KNOXVILLE, Tenn. — As Pam Bishop sat on the couch in her West Knoxville home, she read aloud an essay she penned about her life that a virus upended.
“Before I contracted COVID-19 in December 2020, I was what my 11-year-old daughter calls ‘Active Mom,'" the essay said. "I ran a research center at a local university, taxied my daughter and son to practices and games, managed my family’s social calendar, and ran the household.”
Those are memories now that COVID-19 now runs her life. When she carts her kids to games these days, she’s not cheering in the stands. Instead, the mother of two children is finding a place to lay down after it feels like her strength was sapped.
As her children rack up points for the team, their mother is battling fatigue and exhaustion. While coworkers and friends may go on walks in a park, Bishop's lungs may struggle to gasp enough air for her to keep going.
“It’s hard, I miss a lot," she said. "I make it my goal to get them where they need to go. But that’s about all I can do. Then we come back home, I go to bed.”
Pam Bishop is facing symptoms of long COVID-19. In most other cases, the symptoms of a coronavirus infection can be debilitating and last for months. In Pam’s case, they have lingered for around two years.
More than a third of COVID-19 survivors will develop lingering problems, according to some earlier studies. Theories about its causes included autoimmune disorders and micro-clots.
In January, WBIR's cameras followed Bishop to Vanderbilt Medical Centers’ Long COVID clinic. Doctors diagnosed her with a disorder that affects blood flow brought on by the virus.
“It explained a lot of my symptoms," she said. "It doesn’t explain all of my symptoms. It does explain some of my more scary symptoms like feeling like I’m going to pass out.”
Pam still suffers from a long list of symptoms including joint pain, brain fog and chronic fatigue. She’s learning to manage them while mourning her life before testing positive for COVID-19. On June 5, she posted on Twitter how her life is now “completely unrecognizable."

Listed entries:
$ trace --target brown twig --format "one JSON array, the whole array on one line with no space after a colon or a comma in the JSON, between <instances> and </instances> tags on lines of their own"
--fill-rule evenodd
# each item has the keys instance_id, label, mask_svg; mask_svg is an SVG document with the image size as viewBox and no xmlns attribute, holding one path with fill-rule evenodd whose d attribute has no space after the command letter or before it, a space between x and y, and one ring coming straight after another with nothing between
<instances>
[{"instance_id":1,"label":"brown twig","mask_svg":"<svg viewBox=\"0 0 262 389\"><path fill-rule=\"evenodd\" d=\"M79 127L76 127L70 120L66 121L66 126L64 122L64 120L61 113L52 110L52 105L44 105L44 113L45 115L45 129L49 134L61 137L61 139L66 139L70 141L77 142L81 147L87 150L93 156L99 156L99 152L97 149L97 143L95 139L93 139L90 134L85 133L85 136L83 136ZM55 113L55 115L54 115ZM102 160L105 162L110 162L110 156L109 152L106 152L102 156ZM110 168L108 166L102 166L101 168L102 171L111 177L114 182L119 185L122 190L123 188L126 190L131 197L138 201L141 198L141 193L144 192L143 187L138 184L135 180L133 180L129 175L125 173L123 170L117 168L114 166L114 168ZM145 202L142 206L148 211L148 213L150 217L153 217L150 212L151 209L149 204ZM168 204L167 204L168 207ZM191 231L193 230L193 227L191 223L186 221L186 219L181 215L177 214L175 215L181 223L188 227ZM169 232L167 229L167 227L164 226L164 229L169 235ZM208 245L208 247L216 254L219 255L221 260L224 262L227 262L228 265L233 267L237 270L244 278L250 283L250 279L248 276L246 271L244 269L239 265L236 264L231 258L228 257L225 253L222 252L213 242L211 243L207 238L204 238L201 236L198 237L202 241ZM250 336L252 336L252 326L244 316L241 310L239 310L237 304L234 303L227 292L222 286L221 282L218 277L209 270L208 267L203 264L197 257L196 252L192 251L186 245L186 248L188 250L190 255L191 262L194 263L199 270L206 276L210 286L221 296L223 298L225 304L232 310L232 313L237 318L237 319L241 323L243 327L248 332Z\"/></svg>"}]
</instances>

Problems to work on:
**A.** Answer these about the article on Pam Bishop's long COVID:
(i) What did Bishop run before she caught COVID-19?
(ii) Where did WBIR's cameras follow her in January?
(iii) On what date did she post on Twitter that her life is "completely unrecognizable"?
**B.** Carry on the article about Pam Bishop's long COVID from its last sentence.

Task-by-task results:
**A.**
(i) A research center at a local university.
(ii) Vanderbilt Medical Centers' Long COVID clinic.
(iii) June 5.

**B.**
“The day was significant to me because it signified a year and a half of my life gone from what it was supposed to be.," she said. "A year and a half of waking up every single day sick."
The tweet garnered around 20,000 likes, around 3,000 retweets, and hundreds of comments. She went on to pen an essay, “Weeping for my children’s loss of the mom they had." It landed on NBC’s Today Show website.
She reads from the essay about how the coronavirus has stolen from both her and also her family.
“We had a future. We knew our roles in the family. Then COVID hit and everything was turned upside down," she said. "The pandemic was already difficult for the children then their mom got sick and never got better.”
Through her posts, Pam is growing a support system of people facing similar long-term symptoms. They connect on social media and computer screens. They share symptoms, concerns, and the latest medical research on what remains a medical mystery.
“Going through this is really hard," she said. "Going through this alone seems like it would be impossible. I don’t know how people are doing it without some sort of community.”
It's a community that now numbers in the millions. Each member shares Pam’s singular hope, which she sums up in the last paragraph of the essay.
“I hope more doctors and researchers work to understand long-COVID and find better treatments and even a cure," it said. "We could use a little hope.”
Pam looks up from reading, wipes a tear, sighs and said, “it’s tough."